Job —
Collect every line of the records below that contains the string "jersey", and copy each one unchanged.
-------- Input for this task
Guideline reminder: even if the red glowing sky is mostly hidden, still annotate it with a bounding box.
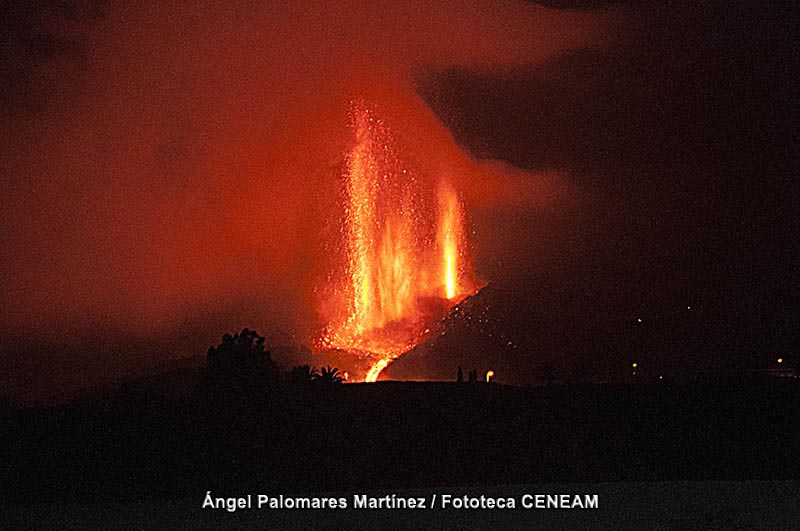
[0,0,797,400]
[0,2,617,366]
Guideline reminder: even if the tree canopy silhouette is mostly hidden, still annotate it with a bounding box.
[208,328,277,375]
[316,365,344,384]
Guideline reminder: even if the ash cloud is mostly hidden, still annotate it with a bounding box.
[0,1,626,396]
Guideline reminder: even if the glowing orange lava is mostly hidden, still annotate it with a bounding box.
[321,102,475,382]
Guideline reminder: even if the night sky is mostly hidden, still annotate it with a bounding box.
[0,0,800,396]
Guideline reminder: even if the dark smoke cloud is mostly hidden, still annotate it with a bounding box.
[0,1,623,400]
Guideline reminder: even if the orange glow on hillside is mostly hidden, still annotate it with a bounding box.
[321,103,482,381]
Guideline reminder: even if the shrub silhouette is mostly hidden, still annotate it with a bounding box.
[208,328,277,375]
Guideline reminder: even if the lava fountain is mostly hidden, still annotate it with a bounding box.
[320,102,477,382]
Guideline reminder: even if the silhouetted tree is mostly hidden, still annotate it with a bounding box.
[208,328,277,374]
[316,365,344,384]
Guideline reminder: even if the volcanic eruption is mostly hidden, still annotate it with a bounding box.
[320,101,480,382]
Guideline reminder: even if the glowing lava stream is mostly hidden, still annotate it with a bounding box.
[322,103,474,382]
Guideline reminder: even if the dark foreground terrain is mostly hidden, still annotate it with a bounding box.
[0,377,800,505]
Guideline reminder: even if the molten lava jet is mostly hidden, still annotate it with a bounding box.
[321,102,477,382]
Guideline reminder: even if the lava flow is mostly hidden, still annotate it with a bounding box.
[321,103,476,382]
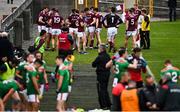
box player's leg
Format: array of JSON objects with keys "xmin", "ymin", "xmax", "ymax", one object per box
[
  {"xmin": 132, "ymin": 31, "xmax": 137, "ymax": 48},
  {"xmin": 89, "ymin": 27, "xmax": 95, "ymax": 48},
  {"xmin": 0, "ymin": 98, "xmax": 4, "ymax": 111},
  {"xmin": 124, "ymin": 31, "xmax": 130, "ymax": 48},
  {"xmin": 96, "ymin": 28, "xmax": 101, "ymax": 47},
  {"xmin": 28, "ymin": 94, "xmax": 39, "ymax": 111},
  {"xmin": 32, "ymin": 95, "xmax": 39, "ymax": 111},
  {"xmin": 19, "ymin": 92, "xmax": 28, "ymax": 111},
  {"xmin": 39, "ymin": 84, "xmax": 44, "ymax": 99},
  {"xmin": 82, "ymin": 33, "xmax": 87, "ymax": 53},
  {"xmin": 77, "ymin": 32, "xmax": 82, "ymax": 53},
  {"xmin": 145, "ymin": 31, "xmax": 150, "ymax": 49},
  {"xmin": 12, "ymin": 91, "xmax": 21, "ymax": 111},
  {"xmin": 85, "ymin": 27, "xmax": 89, "ymax": 47}
]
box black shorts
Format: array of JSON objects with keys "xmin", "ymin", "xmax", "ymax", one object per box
[{"xmin": 58, "ymin": 49, "xmax": 73, "ymax": 57}]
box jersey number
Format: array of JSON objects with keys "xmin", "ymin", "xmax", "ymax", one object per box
[
  {"xmin": 26, "ymin": 73, "xmax": 30, "ymax": 83},
  {"xmin": 115, "ymin": 65, "xmax": 119, "ymax": 74},
  {"xmin": 131, "ymin": 19, "xmax": 134, "ymax": 25},
  {"xmin": 54, "ymin": 17, "xmax": 60, "ymax": 23},
  {"xmin": 167, "ymin": 72, "xmax": 178, "ymax": 82},
  {"xmin": 112, "ymin": 17, "xmax": 114, "ymax": 23}
]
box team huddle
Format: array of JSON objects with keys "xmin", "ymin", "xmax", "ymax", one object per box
[
  {"xmin": 0, "ymin": 5, "xmax": 180, "ymax": 111},
  {"xmin": 37, "ymin": 5, "xmax": 150, "ymax": 54},
  {"xmin": 0, "ymin": 51, "xmax": 74, "ymax": 111}
]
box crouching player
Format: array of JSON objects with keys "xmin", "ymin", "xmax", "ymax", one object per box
[
  {"xmin": 35, "ymin": 52, "xmax": 49, "ymax": 96},
  {"xmin": 26, "ymin": 59, "xmax": 43, "ymax": 111},
  {"xmin": 76, "ymin": 12, "xmax": 87, "ymax": 54},
  {"xmin": 56, "ymin": 56, "xmax": 70, "ymax": 112},
  {"xmin": 0, "ymin": 80, "xmax": 21, "ymax": 111}
]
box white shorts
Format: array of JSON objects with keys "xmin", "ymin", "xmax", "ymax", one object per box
[
  {"xmin": 19, "ymin": 89, "xmax": 28, "ymax": 101},
  {"xmin": 52, "ymin": 29, "xmax": 61, "ymax": 35},
  {"xmin": 39, "ymin": 84, "xmax": 44, "ymax": 96},
  {"xmin": 126, "ymin": 30, "xmax": 137, "ymax": 37},
  {"xmin": 38, "ymin": 25, "xmax": 46, "ymax": 33},
  {"xmin": 57, "ymin": 93, "xmax": 68, "ymax": 101},
  {"xmin": 107, "ymin": 27, "xmax": 117, "ymax": 41},
  {"xmin": 69, "ymin": 28, "xmax": 78, "ymax": 34},
  {"xmin": 46, "ymin": 27, "xmax": 52, "ymax": 33},
  {"xmin": 28, "ymin": 95, "xmax": 39, "ymax": 103},
  {"xmin": 77, "ymin": 32, "xmax": 85, "ymax": 38},
  {"xmin": 96, "ymin": 28, "xmax": 102, "ymax": 33},
  {"xmin": 87, "ymin": 26, "xmax": 95, "ymax": 33}
]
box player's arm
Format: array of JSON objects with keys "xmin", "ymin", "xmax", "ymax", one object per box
[
  {"xmin": 3, "ymin": 88, "xmax": 15, "ymax": 104},
  {"xmin": 38, "ymin": 16, "xmax": 45, "ymax": 24},
  {"xmin": 103, "ymin": 15, "xmax": 107, "ymax": 28},
  {"xmin": 48, "ymin": 18, "xmax": 52, "ymax": 25},
  {"xmin": 31, "ymin": 76, "xmax": 40, "ymax": 94},
  {"xmin": 128, "ymin": 59, "xmax": 138, "ymax": 69},
  {"xmin": 0, "ymin": 64, "xmax": 7, "ymax": 73},
  {"xmin": 91, "ymin": 17, "xmax": 96, "ymax": 25},
  {"xmin": 96, "ymin": 19, "xmax": 99, "ymax": 28},
  {"xmin": 15, "ymin": 70, "xmax": 23, "ymax": 79},
  {"xmin": 106, "ymin": 60, "xmax": 113, "ymax": 68},
  {"xmin": 56, "ymin": 75, "xmax": 64, "ymax": 91},
  {"xmin": 80, "ymin": 22, "xmax": 84, "ymax": 27},
  {"xmin": 126, "ymin": 20, "xmax": 129, "ymax": 31},
  {"xmin": 116, "ymin": 16, "xmax": 123, "ymax": 28},
  {"xmin": 92, "ymin": 56, "xmax": 100, "ymax": 68}
]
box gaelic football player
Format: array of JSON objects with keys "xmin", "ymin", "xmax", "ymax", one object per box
[
  {"xmin": 66, "ymin": 9, "xmax": 79, "ymax": 50},
  {"xmin": 160, "ymin": 60, "xmax": 180, "ymax": 83},
  {"xmin": 84, "ymin": 8, "xmax": 96, "ymax": 49},
  {"xmin": 103, "ymin": 7, "xmax": 123, "ymax": 52},
  {"xmin": 125, "ymin": 9, "xmax": 138, "ymax": 48},
  {"xmin": 35, "ymin": 52, "xmax": 49, "ymax": 96},
  {"xmin": 76, "ymin": 12, "xmax": 87, "ymax": 54},
  {"xmin": 26, "ymin": 59, "xmax": 43, "ymax": 111},
  {"xmin": 94, "ymin": 8, "xmax": 103, "ymax": 48},
  {"xmin": 50, "ymin": 11, "xmax": 64, "ymax": 51},
  {"xmin": 56, "ymin": 56, "xmax": 70, "ymax": 112}
]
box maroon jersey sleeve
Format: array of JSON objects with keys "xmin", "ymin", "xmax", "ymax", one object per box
[
  {"xmin": 78, "ymin": 18, "xmax": 84, "ymax": 32},
  {"xmin": 127, "ymin": 16, "xmax": 137, "ymax": 31}
]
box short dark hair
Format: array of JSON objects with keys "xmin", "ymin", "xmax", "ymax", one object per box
[
  {"xmin": 94, "ymin": 8, "xmax": 99, "ymax": 12},
  {"xmin": 84, "ymin": 7, "xmax": 89, "ymax": 12},
  {"xmin": 61, "ymin": 26, "xmax": 69, "ymax": 32},
  {"xmin": 34, "ymin": 59, "xmax": 43, "ymax": 65},
  {"xmin": 133, "ymin": 47, "xmax": 141, "ymax": 53},
  {"xmin": 118, "ymin": 47, "xmax": 126, "ymax": 57},
  {"xmin": 111, "ymin": 7, "xmax": 116, "ymax": 13},
  {"xmin": 141, "ymin": 8, "xmax": 147, "ymax": 14},
  {"xmin": 56, "ymin": 55, "xmax": 66, "ymax": 62},
  {"xmin": 128, "ymin": 8, "xmax": 134, "ymax": 14},
  {"xmin": 40, "ymin": 30, "xmax": 46, "ymax": 36},
  {"xmin": 164, "ymin": 59, "xmax": 172, "ymax": 64},
  {"xmin": 71, "ymin": 9, "xmax": 76, "ymax": 13},
  {"xmin": 75, "ymin": 9, "xmax": 79, "ymax": 14},
  {"xmin": 11, "ymin": 57, "xmax": 20, "ymax": 66},
  {"xmin": 145, "ymin": 75, "xmax": 152, "ymax": 79}
]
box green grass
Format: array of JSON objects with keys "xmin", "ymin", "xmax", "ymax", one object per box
[{"xmin": 45, "ymin": 21, "xmax": 180, "ymax": 79}]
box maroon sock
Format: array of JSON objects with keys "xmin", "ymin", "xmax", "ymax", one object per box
[{"xmin": 90, "ymin": 40, "xmax": 94, "ymax": 47}]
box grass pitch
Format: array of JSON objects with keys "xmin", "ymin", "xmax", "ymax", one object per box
[{"xmin": 45, "ymin": 21, "xmax": 180, "ymax": 79}]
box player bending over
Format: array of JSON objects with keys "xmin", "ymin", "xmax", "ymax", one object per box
[
  {"xmin": 125, "ymin": 9, "xmax": 138, "ymax": 48},
  {"xmin": 56, "ymin": 56, "xmax": 70, "ymax": 112},
  {"xmin": 76, "ymin": 12, "xmax": 87, "ymax": 54},
  {"xmin": 103, "ymin": 7, "xmax": 123, "ymax": 52}
]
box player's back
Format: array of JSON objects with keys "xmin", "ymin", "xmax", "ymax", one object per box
[
  {"xmin": 68, "ymin": 13, "xmax": 79, "ymax": 28},
  {"xmin": 52, "ymin": 16, "xmax": 63, "ymax": 28},
  {"xmin": 161, "ymin": 67, "xmax": 180, "ymax": 82},
  {"xmin": 105, "ymin": 14, "xmax": 120, "ymax": 27},
  {"xmin": 126, "ymin": 15, "xmax": 137, "ymax": 31}
]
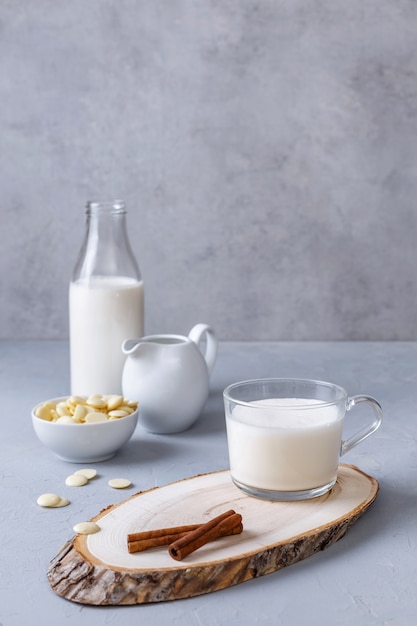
----------------
Full answer —
box jersey number
box maroon jersey sleeve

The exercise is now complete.